↓
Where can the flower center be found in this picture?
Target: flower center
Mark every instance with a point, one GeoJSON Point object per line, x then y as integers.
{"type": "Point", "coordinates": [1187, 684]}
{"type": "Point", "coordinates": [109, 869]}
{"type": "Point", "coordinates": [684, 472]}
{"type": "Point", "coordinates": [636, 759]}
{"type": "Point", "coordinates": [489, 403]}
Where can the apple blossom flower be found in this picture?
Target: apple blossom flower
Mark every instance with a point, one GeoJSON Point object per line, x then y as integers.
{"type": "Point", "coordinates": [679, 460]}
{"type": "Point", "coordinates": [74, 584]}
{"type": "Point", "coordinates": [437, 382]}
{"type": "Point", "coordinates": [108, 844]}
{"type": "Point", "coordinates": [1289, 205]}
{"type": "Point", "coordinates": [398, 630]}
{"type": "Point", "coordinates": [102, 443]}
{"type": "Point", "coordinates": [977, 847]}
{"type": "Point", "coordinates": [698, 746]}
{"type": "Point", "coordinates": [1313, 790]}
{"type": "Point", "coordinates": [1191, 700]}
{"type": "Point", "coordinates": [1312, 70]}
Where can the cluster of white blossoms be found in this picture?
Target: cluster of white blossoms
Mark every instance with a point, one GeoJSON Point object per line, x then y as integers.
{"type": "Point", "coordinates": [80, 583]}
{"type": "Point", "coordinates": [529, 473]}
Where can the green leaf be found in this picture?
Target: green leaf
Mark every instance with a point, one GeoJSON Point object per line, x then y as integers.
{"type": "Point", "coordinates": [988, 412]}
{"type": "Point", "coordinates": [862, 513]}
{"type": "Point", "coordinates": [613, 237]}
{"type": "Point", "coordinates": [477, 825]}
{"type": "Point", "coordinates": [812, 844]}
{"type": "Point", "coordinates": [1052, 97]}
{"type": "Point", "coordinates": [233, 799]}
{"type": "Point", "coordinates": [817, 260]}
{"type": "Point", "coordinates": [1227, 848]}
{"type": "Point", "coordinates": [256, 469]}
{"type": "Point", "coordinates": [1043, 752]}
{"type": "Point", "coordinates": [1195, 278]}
↑
Please print the listing above again, word for word and with every line included.

* **COMPLETE ANSWER**:
Where can the flower center be found in this picture?
Target: flower center
Mark every instance with a point, one GeoJSON Point object per line, x then y as integers.
{"type": "Point", "coordinates": [1187, 684]}
{"type": "Point", "coordinates": [109, 869]}
{"type": "Point", "coordinates": [684, 472]}
{"type": "Point", "coordinates": [636, 759]}
{"type": "Point", "coordinates": [489, 403]}
Where can the apple blossom flower be found in this picture?
Target: apple blossom flower
Mark every instance with a point, one GeoJSON Point object per line, x then y as integers.
{"type": "Point", "coordinates": [679, 460]}
{"type": "Point", "coordinates": [74, 584]}
{"type": "Point", "coordinates": [437, 382]}
{"type": "Point", "coordinates": [108, 844]}
{"type": "Point", "coordinates": [1289, 205]}
{"type": "Point", "coordinates": [398, 630]}
{"type": "Point", "coordinates": [102, 443]}
{"type": "Point", "coordinates": [977, 847]}
{"type": "Point", "coordinates": [698, 746]}
{"type": "Point", "coordinates": [1313, 790]}
{"type": "Point", "coordinates": [1191, 700]}
{"type": "Point", "coordinates": [1312, 70]}
Where can the cluster of white blossoms be found in this picture?
Target: cluster of white blossoms
Mark every instance with a point, one GeoJSON Point object per line, x then y as integers.
{"type": "Point", "coordinates": [80, 583]}
{"type": "Point", "coordinates": [529, 473]}
Where can the green leaf be found in this picture?
Target: green leaf
Mark every instance with a point, one GeoJSON Point object per line, x then y as integers.
{"type": "Point", "coordinates": [988, 412]}
{"type": "Point", "coordinates": [862, 513]}
{"type": "Point", "coordinates": [613, 237]}
{"type": "Point", "coordinates": [477, 825]}
{"type": "Point", "coordinates": [812, 844]}
{"type": "Point", "coordinates": [1052, 97]}
{"type": "Point", "coordinates": [233, 799]}
{"type": "Point", "coordinates": [817, 260]}
{"type": "Point", "coordinates": [1227, 848]}
{"type": "Point", "coordinates": [256, 469]}
{"type": "Point", "coordinates": [1043, 752]}
{"type": "Point", "coordinates": [1195, 278]}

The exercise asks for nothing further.